__Instructions to follow__
Give the number of lines in the listing below that include the word "tripod", with nothing more.

----

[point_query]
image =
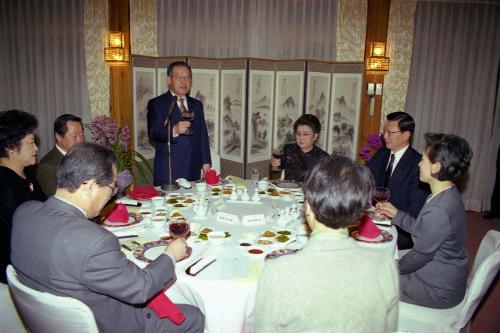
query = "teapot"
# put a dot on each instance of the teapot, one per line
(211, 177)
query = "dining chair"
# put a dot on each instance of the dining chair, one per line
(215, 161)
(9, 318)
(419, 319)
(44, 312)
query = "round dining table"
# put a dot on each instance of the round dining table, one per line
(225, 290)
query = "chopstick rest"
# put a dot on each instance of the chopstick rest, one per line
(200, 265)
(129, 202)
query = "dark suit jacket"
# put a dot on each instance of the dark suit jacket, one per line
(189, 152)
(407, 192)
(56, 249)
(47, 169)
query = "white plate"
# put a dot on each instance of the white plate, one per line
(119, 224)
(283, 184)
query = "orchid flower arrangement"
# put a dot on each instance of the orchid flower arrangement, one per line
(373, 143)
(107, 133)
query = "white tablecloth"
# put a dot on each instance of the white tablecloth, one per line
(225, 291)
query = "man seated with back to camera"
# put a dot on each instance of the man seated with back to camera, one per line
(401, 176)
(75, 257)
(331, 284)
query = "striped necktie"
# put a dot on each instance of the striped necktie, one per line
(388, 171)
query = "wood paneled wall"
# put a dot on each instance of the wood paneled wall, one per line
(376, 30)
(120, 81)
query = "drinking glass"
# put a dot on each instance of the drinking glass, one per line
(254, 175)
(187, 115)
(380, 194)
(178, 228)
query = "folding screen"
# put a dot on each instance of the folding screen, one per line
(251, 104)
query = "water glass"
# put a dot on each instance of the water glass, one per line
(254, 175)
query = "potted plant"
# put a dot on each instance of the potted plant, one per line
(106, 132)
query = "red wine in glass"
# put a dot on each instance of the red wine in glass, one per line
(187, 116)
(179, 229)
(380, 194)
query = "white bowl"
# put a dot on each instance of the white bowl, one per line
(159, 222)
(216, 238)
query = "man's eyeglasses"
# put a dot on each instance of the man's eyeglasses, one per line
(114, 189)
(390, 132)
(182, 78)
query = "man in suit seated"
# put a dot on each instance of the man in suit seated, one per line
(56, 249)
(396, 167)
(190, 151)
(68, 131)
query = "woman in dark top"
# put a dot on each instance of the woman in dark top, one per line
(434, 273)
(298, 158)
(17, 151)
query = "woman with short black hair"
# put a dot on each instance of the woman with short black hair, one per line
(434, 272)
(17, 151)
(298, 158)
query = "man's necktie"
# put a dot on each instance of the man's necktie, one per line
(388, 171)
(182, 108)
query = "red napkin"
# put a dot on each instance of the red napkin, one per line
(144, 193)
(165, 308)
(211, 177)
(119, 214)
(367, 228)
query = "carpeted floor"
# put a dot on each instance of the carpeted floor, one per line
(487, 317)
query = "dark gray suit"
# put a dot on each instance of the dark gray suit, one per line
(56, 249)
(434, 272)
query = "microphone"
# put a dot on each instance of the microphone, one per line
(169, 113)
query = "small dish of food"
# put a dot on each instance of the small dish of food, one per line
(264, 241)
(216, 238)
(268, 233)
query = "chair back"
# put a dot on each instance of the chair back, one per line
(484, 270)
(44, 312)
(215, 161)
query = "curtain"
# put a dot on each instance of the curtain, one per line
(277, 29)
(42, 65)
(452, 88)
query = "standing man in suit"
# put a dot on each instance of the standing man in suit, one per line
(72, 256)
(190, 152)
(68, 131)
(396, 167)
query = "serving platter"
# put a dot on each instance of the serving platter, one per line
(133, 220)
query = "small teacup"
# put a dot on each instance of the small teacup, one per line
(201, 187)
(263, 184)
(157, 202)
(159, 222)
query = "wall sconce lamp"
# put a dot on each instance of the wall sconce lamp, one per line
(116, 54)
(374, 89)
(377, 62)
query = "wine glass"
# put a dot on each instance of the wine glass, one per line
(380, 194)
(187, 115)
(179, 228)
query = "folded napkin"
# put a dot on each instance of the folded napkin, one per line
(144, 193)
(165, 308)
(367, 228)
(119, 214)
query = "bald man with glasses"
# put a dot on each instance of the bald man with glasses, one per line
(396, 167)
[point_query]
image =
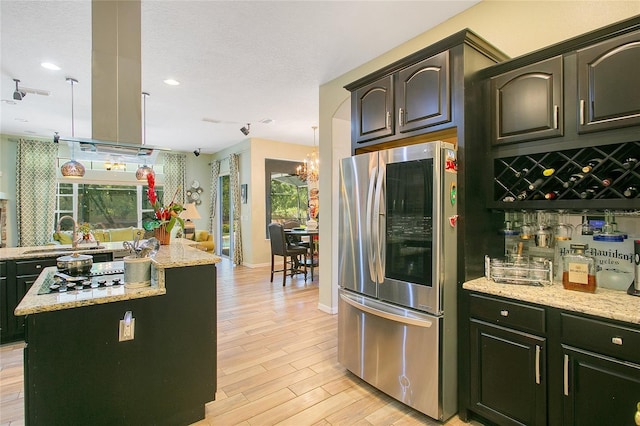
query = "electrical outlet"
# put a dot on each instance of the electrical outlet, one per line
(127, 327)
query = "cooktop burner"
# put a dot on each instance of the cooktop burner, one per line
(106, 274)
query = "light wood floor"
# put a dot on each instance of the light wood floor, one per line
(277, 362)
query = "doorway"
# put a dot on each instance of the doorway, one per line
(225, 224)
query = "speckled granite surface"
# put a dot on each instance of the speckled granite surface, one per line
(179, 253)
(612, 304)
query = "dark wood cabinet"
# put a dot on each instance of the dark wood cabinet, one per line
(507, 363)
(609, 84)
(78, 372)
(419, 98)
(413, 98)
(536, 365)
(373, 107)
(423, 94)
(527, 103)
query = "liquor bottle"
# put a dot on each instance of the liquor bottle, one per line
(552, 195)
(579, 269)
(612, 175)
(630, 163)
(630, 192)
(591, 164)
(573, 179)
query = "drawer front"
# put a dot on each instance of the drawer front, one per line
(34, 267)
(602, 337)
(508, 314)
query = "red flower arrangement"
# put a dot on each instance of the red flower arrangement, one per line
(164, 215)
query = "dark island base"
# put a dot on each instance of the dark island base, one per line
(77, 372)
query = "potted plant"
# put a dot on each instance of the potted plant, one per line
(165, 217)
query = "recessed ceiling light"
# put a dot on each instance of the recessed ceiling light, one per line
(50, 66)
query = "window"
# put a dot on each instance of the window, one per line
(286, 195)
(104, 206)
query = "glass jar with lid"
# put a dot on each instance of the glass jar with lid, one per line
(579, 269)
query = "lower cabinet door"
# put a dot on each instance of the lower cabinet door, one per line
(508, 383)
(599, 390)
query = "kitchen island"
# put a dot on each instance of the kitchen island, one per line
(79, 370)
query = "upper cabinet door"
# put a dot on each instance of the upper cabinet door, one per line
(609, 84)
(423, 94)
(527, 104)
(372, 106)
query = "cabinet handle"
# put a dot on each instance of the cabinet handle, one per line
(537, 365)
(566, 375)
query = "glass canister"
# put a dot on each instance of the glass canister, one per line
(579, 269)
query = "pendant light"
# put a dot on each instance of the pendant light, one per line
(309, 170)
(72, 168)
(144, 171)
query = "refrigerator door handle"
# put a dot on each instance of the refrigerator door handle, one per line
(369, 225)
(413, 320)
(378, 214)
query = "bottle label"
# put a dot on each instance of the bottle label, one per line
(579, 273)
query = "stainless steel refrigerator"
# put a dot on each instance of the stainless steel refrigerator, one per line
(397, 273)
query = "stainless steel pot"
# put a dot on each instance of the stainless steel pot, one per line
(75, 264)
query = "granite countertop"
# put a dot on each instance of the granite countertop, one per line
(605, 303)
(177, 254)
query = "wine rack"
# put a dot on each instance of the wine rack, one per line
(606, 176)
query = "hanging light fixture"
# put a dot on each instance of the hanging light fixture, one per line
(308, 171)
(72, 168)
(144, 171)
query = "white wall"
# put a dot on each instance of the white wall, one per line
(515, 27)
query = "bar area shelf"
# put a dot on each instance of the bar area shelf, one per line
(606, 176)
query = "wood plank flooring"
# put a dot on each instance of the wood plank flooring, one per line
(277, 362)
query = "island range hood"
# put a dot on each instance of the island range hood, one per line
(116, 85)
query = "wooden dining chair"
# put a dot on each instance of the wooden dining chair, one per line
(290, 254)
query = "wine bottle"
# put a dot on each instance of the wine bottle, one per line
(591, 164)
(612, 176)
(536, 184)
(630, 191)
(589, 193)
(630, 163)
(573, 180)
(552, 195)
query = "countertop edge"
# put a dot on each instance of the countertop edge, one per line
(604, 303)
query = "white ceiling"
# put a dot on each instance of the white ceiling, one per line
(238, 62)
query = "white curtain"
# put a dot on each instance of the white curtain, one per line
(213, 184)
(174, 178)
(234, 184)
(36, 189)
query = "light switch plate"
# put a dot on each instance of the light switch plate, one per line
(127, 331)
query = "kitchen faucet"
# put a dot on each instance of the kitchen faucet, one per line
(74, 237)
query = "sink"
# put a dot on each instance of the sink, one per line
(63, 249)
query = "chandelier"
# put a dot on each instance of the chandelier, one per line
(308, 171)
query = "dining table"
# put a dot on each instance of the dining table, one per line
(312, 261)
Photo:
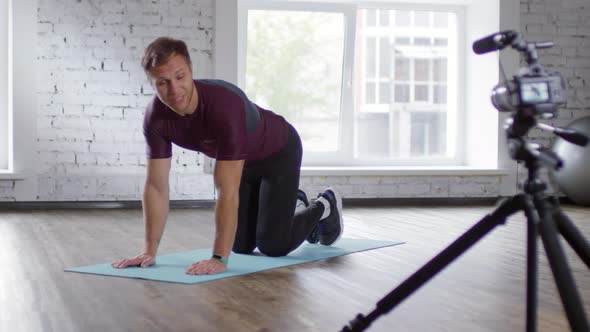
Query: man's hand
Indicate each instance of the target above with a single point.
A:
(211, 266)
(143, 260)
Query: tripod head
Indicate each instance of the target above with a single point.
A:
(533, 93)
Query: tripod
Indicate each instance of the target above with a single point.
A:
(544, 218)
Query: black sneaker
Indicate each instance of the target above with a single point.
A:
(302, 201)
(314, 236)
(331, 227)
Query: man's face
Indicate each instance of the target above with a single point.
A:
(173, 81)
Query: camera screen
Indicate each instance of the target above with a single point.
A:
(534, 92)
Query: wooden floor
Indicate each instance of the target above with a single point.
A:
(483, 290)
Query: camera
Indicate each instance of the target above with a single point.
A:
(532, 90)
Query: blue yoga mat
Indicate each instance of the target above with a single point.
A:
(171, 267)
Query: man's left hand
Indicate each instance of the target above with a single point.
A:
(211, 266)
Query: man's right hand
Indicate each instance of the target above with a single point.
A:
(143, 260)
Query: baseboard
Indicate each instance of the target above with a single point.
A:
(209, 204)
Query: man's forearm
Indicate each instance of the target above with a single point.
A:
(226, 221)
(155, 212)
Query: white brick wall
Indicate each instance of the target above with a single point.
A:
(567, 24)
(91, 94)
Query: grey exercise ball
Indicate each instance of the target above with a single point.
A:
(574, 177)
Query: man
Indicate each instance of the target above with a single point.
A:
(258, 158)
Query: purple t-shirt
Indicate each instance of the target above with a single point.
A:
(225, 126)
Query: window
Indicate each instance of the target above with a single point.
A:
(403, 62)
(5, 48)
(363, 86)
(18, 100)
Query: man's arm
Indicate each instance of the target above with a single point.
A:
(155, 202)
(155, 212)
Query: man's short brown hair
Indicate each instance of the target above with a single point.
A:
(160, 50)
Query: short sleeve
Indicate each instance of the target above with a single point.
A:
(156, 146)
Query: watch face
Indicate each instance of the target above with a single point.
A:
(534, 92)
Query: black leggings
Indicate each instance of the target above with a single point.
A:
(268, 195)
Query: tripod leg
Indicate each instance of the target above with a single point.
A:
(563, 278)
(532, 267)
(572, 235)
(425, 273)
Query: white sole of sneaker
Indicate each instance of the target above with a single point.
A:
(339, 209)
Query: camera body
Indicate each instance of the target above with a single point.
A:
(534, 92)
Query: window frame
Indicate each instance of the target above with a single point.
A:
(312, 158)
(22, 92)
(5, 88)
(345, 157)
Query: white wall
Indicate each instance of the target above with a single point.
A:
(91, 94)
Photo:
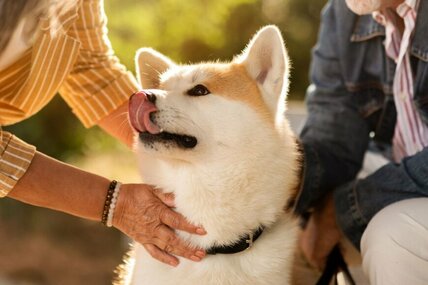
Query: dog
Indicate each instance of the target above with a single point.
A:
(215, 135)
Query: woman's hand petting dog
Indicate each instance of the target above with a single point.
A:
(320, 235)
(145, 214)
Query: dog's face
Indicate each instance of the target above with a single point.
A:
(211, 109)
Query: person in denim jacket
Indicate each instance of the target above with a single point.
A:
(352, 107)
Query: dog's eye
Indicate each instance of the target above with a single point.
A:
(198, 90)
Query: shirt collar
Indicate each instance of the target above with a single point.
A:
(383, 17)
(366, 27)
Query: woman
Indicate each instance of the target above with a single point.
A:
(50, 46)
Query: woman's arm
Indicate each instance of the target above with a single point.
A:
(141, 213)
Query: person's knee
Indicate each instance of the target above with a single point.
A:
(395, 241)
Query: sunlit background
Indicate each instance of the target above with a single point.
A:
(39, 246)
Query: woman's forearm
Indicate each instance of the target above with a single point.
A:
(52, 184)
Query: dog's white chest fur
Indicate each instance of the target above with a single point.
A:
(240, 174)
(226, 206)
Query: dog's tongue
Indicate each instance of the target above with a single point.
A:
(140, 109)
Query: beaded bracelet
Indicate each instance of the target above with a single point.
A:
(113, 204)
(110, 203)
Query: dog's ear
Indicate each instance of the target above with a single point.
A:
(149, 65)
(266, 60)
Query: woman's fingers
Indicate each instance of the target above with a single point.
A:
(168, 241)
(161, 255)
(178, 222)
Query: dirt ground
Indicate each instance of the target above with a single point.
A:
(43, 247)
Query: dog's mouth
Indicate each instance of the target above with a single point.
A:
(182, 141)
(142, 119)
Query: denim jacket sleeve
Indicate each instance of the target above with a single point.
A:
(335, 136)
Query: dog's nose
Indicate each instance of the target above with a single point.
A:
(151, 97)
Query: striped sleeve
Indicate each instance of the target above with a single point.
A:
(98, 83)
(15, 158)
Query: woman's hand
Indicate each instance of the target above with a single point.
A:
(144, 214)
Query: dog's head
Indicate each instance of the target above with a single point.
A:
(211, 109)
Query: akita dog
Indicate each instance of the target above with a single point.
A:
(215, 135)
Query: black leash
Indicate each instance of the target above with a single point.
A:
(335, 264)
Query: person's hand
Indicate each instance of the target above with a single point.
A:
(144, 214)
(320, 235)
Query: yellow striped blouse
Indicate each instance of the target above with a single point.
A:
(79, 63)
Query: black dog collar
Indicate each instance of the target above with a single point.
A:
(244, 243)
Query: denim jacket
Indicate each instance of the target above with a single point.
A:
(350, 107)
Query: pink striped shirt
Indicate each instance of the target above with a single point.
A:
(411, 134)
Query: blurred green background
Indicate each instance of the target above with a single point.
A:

----

__Final answer__
3